Set exercise 1:
According to the concert review, who played the Baroque guitar?

The oratorio’s dramatic plot presents the story of the three Jewish youths condemned to be burned alive by Babylonian King Nebuchadnezzar for refusing to worship the king’s gold statue and how they emerge unscathed from the flames. In Herzog’s words: “The opposition and defiance to this single statue embodying arrogance and idolatry become the main subject of the plot”.  The story was also used by composer and librettist to symbolize Sicily’s national struggle, following the arrival of the Spanish Viceroy Francisco Benavides to Messina after the 1674-78 rebellion, with the city deprived of ancient privileges and subject to harsh repression.  Thus, the work is infused with political reference. The story unfolds by way of dialogues launched in economic, seamless continuum via Giattini’s rapid directness, a style evocative in images and emotion. Falvetti matches this in immediacy, transparency of textures and a cogent build-up of tension.

Here is a true masterpiece, whose greatness is all written into the score, with no need of extra-textual material or editing. Longo had mentioned some uncertainty as to instrumentation due to composer’s use of terminology; Herzog’s finely balanced instrumental ensemble of 11 players on period instruments illuminated Falvetti’s mid-Baroque style with splendid delicacy, with sensuousness infused with Mediterranean expressivity and with involvement in the course of events. Especially enriching to the string section, which was attentively and elegantly led by Maestro Longo himself, were the early winds - cornett  (Alma Mayer), chalumeau (Gili Rinot), Baroque bassoon (Inbar Navot) and recorders ( Alma Mayer) – with the Baroque guitar (Ian Aylon) offering delicacy and poignancy. Other players were Aviad Stier-organ, Smadar Shidlowsky-violin, Tal Arbel-viola da gamba, Sonja Navot- Baroque 'cello and Dara Bloom-violone. Percussionist Oded Geizhals gave a subtle and sensitive underpinning to the ensemble, the castanets a bold and pronounced reminder of the fact that Messina had been under Spanish domination.
Ensemble PHOENIX was joined by members of its vocal group VOCE PHOENIX, featuring as follows: in the roles of the three young Jews from Judah – Anania, Azaria and Misaele – we heard sopranos Einat Aronstein, Yuval Oren and Liat Lidor in performance that was fresh, well blended, vibrant and interactional. Their bold, mocking of Nabucco in “Let it shine like the sun, the giant piece that proudly makes war on heaven”, its dance rhythm enhanced by tambourine and metal jingles, moves into tragic acceptance of death, then to return to courage and confidence in three exuberant solos extolling the beauty of flames in the language of metaphors. As Arioco, captain of the king’s guard, mezzo-soprano Anne-Marieke Evers was convincing and intense, her clean, unmannered singing occasionally lacking sonority in the lower register.  Baritone Guy Pelc, his large vocal presence authoritative, his singing highlighting and phrasing Giattini’s lofty language, was well cast as the larger-than-life prophet Daniel:
‘Let the arrogant ones be confused!

Set exercise 2:
In the entries below, copy verbatim every line from the line containing "OBJECT = brick paver walkway" through the end of the entries, including both ends.

(Records from a data source)
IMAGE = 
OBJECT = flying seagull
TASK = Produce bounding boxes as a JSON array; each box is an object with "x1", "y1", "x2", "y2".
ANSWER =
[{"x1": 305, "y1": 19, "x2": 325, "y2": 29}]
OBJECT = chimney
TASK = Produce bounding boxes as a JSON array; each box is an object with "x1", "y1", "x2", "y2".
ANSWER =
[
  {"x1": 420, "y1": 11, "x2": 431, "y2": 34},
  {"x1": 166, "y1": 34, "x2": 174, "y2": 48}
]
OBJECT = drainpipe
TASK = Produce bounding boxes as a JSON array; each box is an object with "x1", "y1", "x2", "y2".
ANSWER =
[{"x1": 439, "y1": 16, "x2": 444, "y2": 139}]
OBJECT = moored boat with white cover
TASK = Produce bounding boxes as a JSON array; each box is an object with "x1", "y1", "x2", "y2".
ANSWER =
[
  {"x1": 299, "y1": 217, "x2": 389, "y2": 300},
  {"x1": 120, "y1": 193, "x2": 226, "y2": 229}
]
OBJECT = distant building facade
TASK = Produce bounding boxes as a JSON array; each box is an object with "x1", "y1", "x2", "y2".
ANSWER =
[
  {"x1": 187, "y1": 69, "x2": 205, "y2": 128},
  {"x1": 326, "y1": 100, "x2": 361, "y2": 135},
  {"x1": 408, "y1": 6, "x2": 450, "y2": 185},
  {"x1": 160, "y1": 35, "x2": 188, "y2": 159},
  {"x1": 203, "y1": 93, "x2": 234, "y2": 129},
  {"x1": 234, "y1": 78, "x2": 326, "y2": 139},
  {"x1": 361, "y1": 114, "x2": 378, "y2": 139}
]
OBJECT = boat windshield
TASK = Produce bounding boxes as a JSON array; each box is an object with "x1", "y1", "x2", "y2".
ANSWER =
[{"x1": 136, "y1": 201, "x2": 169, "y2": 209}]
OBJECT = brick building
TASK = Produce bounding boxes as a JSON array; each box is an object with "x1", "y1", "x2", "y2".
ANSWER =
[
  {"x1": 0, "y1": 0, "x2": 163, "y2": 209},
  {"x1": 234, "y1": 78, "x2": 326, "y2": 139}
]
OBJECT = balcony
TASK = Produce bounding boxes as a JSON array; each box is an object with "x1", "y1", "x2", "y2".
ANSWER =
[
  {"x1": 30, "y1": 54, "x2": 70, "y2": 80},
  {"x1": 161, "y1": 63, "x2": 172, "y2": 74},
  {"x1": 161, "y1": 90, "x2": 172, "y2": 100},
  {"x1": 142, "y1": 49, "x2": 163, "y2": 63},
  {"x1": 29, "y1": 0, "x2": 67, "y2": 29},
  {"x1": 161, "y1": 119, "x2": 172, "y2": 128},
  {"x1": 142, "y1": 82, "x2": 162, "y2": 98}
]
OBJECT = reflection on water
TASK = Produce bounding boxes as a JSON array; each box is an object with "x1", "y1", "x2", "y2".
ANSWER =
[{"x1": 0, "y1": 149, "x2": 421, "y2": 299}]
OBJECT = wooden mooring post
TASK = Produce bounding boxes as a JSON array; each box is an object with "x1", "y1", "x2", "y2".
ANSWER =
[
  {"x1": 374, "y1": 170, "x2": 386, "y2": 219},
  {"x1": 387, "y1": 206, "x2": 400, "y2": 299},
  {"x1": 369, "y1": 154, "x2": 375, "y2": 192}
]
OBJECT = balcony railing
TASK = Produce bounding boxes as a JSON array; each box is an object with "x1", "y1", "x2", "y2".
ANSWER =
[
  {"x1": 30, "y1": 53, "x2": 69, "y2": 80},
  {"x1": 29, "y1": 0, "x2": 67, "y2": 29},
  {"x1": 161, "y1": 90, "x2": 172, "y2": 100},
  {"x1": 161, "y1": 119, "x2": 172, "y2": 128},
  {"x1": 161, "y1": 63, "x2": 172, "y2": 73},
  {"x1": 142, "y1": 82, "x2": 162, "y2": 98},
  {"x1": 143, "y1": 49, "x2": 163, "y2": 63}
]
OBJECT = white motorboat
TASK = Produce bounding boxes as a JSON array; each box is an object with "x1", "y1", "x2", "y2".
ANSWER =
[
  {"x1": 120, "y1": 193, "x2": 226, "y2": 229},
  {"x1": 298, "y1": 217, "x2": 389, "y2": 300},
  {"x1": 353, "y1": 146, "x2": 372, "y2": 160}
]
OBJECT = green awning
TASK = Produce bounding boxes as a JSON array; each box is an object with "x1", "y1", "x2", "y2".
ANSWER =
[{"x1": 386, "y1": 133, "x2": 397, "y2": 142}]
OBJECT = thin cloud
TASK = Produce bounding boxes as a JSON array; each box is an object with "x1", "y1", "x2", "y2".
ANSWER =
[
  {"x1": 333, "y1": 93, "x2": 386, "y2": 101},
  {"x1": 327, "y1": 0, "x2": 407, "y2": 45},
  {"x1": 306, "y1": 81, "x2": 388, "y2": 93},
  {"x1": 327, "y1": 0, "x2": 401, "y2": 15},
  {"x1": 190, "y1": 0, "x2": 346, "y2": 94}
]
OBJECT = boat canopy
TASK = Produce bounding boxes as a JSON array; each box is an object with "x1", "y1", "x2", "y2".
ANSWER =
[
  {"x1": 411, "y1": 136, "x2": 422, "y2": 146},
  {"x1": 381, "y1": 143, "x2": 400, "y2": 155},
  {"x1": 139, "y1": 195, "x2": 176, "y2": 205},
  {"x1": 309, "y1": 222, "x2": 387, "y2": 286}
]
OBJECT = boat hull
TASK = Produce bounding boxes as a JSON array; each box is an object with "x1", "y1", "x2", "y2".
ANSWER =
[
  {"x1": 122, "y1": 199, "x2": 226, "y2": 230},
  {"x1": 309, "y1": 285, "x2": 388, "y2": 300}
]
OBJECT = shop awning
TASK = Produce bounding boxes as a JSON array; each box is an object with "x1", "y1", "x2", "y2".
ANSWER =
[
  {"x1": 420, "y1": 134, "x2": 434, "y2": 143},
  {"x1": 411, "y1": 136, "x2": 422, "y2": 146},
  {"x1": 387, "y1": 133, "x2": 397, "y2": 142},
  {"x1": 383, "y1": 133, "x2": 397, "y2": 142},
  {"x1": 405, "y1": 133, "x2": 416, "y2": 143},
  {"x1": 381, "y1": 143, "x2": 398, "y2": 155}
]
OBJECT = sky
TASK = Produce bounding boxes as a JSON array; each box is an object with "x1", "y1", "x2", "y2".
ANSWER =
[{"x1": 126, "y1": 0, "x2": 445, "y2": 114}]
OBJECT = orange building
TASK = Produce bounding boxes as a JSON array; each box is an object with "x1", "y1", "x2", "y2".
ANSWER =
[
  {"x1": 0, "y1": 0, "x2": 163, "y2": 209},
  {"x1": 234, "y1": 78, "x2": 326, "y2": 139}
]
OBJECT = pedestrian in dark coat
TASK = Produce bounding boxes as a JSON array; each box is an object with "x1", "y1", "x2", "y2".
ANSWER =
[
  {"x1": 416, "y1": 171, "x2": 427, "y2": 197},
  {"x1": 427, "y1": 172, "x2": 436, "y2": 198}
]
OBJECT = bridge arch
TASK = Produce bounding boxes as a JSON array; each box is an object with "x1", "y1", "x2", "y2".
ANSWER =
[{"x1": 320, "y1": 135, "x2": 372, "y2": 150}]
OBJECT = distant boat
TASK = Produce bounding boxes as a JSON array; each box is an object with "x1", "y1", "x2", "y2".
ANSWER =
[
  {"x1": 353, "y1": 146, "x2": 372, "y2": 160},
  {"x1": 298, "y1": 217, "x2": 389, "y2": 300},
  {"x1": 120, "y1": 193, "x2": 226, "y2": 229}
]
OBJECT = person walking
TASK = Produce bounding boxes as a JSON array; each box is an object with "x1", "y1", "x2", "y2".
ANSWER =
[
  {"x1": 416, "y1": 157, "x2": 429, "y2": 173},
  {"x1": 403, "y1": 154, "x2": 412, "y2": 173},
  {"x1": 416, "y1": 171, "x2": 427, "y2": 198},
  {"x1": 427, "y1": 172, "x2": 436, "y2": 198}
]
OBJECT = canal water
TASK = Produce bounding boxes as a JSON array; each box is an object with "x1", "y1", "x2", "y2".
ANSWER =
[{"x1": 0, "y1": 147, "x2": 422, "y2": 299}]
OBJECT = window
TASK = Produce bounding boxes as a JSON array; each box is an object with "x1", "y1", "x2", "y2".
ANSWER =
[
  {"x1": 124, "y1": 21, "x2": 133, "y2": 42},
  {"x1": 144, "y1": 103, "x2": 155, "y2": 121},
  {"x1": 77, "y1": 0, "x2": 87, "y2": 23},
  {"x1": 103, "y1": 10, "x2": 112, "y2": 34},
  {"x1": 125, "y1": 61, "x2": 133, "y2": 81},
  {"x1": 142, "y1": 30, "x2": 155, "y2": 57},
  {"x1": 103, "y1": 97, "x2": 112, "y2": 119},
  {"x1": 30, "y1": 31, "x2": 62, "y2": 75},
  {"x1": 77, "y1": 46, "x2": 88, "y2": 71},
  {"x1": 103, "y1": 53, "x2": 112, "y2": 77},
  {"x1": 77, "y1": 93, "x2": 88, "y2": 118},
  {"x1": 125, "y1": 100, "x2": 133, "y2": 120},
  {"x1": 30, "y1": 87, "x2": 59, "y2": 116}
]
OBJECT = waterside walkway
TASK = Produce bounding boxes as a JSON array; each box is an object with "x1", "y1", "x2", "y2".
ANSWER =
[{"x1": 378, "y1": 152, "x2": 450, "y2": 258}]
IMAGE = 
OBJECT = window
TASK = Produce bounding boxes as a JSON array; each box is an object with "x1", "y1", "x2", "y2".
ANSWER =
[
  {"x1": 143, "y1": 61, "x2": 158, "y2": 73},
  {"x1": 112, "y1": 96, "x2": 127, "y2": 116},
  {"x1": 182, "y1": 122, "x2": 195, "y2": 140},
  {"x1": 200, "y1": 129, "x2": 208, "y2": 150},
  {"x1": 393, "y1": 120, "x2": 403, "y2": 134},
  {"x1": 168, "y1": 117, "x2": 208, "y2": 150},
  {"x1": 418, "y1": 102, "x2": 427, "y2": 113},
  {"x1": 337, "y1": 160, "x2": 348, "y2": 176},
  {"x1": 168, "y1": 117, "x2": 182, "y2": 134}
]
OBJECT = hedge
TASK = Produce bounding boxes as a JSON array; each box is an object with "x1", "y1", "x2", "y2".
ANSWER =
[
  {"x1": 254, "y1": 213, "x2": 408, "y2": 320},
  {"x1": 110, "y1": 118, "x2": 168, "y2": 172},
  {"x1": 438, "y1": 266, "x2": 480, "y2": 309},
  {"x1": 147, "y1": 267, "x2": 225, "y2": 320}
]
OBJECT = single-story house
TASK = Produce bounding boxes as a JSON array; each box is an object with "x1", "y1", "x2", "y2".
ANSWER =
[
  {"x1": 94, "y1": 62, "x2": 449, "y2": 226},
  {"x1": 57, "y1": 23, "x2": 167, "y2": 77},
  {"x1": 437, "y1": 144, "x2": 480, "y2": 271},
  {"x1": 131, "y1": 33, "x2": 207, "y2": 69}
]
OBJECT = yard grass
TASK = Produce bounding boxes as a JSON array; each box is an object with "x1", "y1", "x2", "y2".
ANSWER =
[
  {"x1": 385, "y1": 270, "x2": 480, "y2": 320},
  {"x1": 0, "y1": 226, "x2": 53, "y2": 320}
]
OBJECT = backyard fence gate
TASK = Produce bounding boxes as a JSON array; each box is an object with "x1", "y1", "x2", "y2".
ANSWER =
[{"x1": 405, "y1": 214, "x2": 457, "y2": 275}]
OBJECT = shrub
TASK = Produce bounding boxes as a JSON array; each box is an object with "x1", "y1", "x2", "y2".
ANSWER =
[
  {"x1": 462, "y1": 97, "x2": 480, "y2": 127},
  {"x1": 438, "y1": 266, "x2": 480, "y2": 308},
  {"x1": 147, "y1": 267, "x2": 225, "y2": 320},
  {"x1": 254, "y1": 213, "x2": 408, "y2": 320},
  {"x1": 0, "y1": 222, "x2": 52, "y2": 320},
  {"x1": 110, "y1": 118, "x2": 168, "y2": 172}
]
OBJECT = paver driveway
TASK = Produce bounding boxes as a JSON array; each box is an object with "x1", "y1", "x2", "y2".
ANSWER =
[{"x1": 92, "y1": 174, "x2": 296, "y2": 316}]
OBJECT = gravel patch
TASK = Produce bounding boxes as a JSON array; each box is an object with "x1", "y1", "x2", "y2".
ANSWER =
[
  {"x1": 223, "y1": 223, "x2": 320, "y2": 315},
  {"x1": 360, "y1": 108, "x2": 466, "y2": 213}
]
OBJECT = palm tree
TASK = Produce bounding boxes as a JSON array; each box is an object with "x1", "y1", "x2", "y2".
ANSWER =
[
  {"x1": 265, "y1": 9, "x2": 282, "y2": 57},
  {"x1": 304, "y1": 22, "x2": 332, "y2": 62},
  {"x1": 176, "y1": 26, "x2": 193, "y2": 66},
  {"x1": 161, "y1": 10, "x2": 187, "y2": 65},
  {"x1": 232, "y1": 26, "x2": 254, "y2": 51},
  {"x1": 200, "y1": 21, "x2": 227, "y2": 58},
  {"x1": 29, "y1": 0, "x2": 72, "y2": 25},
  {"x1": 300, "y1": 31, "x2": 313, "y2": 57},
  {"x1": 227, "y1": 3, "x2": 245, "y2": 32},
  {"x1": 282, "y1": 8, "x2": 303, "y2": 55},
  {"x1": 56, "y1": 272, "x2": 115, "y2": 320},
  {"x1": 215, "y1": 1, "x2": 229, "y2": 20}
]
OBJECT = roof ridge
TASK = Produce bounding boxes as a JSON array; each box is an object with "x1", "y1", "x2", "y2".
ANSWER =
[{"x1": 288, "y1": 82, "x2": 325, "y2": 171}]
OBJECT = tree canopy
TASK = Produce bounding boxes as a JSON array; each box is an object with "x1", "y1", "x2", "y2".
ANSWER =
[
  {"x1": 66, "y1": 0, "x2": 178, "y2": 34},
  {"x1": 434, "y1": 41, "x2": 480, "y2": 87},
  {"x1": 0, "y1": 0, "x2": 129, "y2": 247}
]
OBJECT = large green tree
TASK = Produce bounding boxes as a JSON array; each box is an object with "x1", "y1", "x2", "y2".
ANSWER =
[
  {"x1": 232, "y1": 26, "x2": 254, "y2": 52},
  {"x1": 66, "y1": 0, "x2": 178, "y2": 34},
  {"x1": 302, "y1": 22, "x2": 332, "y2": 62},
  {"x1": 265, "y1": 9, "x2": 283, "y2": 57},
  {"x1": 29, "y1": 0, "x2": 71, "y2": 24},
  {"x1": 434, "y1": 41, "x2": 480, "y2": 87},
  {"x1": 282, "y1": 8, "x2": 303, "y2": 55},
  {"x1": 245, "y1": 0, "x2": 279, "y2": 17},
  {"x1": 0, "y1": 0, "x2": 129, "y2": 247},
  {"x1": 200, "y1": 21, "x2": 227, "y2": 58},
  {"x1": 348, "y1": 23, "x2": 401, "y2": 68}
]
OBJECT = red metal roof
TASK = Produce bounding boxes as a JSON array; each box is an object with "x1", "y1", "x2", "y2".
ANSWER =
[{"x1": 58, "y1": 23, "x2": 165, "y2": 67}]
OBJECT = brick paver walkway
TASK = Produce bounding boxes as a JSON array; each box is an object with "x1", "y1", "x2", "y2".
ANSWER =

Task solution 1:
Ian Aylon

Task solution 2:
OBJECT = brick paver walkway
TASK = Produce bounding boxes as a JSON array; each box is an object with "x1", "y1", "x2", "y2".
ANSWER =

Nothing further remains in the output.